DÉTAILS DE L'EXERCICE: Reproduisez à l'identique le passage du texte ci-dessous sur l'épargne qui s'ouvre sur les mots contenant « Il n’était pas » et se clôt sur « à plus-values indéfinies. ».

Il n’était pas possible d’obtenir une démonstration plus éclatante de l’évolution qui s’est faite depuis deux ans, c’est-à-dire depuis le krach de 1881, dans l’humeur des petits capitalistes dont la masse constitue cet immense réservoir de capitaux qui semble inépuisable, puisque, après tant de pertes, et au milieu de circonstances si difficiles, on vient d’en voir sortir en un seul jour la somme de 300 millions. L’épargne ne veut plus de valeurs douteuses, de placemens aléatoires ; elle n’avait jamais perdu le goût des obligations rapportant un faible intérêt, parce qu’elles sont solidement garanties; mais ce goût est devenu beaucoup plus vif, on pourrait dire à peu près exclusif, depuis qu’une série de catastrophes a détruit la légende des placemens à plus-values indéfinies.

INFORMATIONS EXTRAITES:

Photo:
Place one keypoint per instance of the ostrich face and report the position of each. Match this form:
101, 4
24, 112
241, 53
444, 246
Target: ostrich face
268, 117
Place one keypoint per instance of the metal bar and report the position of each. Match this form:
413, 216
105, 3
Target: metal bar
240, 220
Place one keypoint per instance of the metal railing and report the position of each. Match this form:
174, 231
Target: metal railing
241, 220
==
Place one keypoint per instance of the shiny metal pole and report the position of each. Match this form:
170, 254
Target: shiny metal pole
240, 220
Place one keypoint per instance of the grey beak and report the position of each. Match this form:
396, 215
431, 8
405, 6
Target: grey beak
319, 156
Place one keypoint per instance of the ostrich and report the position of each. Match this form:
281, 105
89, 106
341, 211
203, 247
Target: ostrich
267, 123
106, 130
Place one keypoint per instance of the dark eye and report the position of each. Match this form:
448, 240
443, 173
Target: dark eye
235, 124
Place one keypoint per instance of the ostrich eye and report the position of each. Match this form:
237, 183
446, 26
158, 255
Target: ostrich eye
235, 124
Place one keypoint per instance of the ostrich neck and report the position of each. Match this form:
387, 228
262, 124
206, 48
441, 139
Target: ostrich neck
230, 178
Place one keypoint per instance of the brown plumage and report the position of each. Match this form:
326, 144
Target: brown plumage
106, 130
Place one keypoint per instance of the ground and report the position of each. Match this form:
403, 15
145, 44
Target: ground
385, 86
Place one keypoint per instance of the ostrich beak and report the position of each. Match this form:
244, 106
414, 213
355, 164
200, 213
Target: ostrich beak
--
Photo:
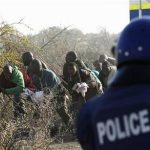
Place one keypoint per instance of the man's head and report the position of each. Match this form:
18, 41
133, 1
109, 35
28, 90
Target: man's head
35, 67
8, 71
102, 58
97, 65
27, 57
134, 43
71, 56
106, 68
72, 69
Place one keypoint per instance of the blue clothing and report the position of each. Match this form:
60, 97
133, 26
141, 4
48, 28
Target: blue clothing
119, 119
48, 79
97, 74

RÉPONSE ATTENDUE:
Il n’était pas possible d’obtenir une démonstration plus éclatante de l’évolution qui s’est faite depuis deux ans, c’est-à-dire depuis le krach de 1881, dans l’humeur des petits capitalistes dont la masse constitue cet immense réservoir de capitaux qui semble inépuisable, puisque, après tant de pertes, et au milieu de circonstances si difficiles, on vient d’en voir sortir en un seul jour la somme de 300 millions. L’épargne ne veut plus de valeurs douteuses, de placemens aléatoires ; elle n’avait jamais perdu le goût des obligations rapportant un faible intérêt, parce qu’elles sont solidement garanties; mais ce goût est devenu beaucoup plus vif, on pourrait dire à peu près exclusif, depuis qu’une série de catastrophes a détruit la légende des placemens à plus-values indéfinies.